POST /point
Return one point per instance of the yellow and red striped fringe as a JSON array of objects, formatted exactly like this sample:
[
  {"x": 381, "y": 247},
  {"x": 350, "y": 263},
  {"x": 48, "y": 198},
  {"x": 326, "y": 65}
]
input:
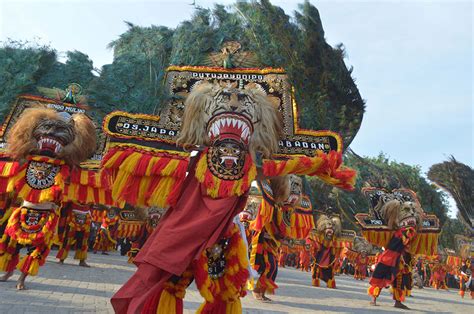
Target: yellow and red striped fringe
[
  {"x": 223, "y": 295},
  {"x": 423, "y": 243},
  {"x": 327, "y": 167},
  {"x": 129, "y": 229},
  {"x": 144, "y": 177}
]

** EXERCISE GOAL **
Reproduce every row above word for word, leaving out the pictures.

** ANSWER FOR THE TASK **
POST /point
Return one point per instance of the yellow and red striped fringe as a JSON array of objects, formatted exactly like this sample:
[
  {"x": 381, "y": 247},
  {"x": 350, "y": 263},
  {"x": 48, "y": 198},
  {"x": 326, "y": 65}
]
input:
Target: yellow and red striped fringe
[
  {"x": 223, "y": 295},
  {"x": 423, "y": 243},
  {"x": 327, "y": 167},
  {"x": 129, "y": 229},
  {"x": 144, "y": 177}
]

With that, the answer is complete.